Task to complete
Go to the line containing "Return bounding boxes" and return it and each line after it exactly, through the end of the data below, and nothing more.

Task inputs

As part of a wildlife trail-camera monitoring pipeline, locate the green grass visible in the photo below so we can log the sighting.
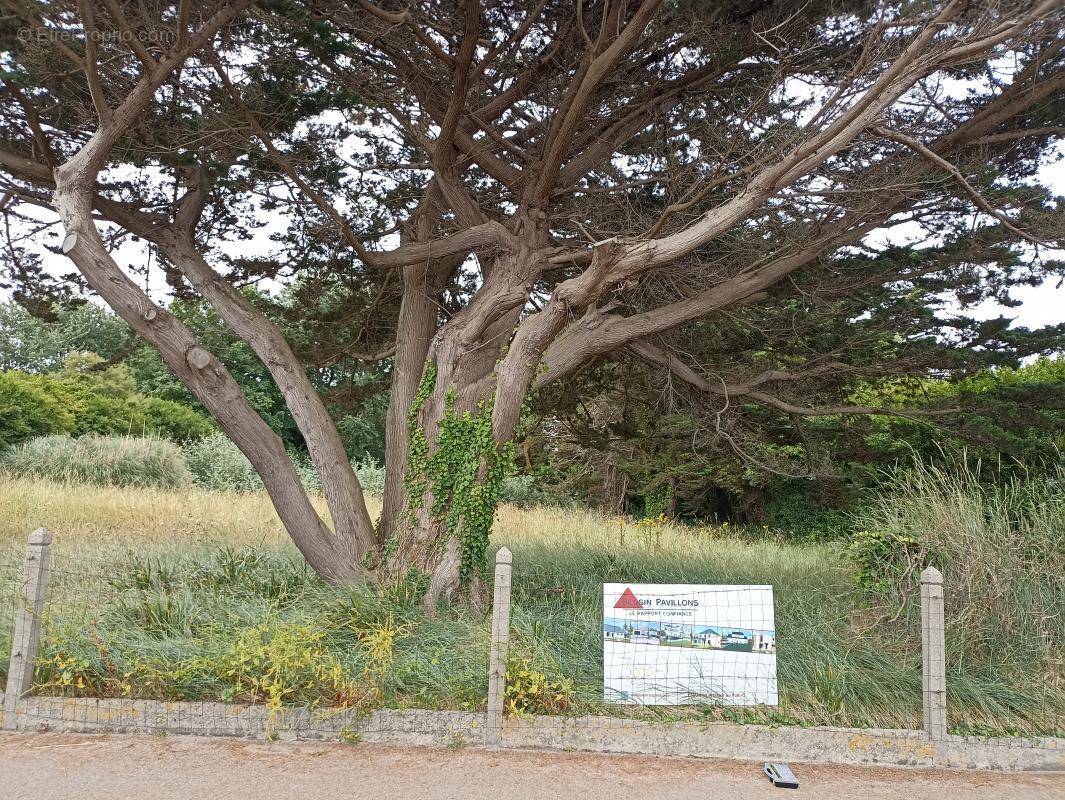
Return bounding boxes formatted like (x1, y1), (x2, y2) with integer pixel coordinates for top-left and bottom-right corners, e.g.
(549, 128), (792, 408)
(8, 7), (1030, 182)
(0, 473), (1060, 736)
(0, 434), (191, 489)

Worked solution
Return bounding boxes formatted like (x1, y1), (x2, y2) with integer pixel coordinates for top-left and bottom-right corners, e.g.
(549, 128), (792, 408)
(8, 7), (1030, 182)
(0, 473), (1060, 736)
(0, 434), (191, 489)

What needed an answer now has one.